** WORK TO COMPLETE **
Check each line of the entries below for the word "Target", and copy out the ones that have it.

** DATA FOR REVIEW **
◆ ◆ ◆

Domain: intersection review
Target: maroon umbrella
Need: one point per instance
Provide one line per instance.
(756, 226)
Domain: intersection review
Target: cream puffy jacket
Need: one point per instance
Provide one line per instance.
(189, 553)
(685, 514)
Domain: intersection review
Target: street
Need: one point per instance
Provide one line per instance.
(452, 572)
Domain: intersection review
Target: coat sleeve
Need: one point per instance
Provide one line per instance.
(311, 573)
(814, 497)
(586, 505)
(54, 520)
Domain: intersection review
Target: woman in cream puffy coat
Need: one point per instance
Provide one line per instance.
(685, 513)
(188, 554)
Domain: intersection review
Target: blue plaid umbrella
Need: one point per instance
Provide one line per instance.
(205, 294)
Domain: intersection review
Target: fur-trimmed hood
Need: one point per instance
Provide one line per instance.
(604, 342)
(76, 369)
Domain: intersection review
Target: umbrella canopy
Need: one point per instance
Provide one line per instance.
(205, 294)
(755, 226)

◆ ◆ ◆

** RESPONSE TO THIS TASK **
Target: maroon umbrella
Target: cream puffy jacket
Target: street
Target: coat sleeve
Target: woman in cream puffy coat
Target: blue plaid umbrella
Target: fur-trimmed hood
Target: umbrella canopy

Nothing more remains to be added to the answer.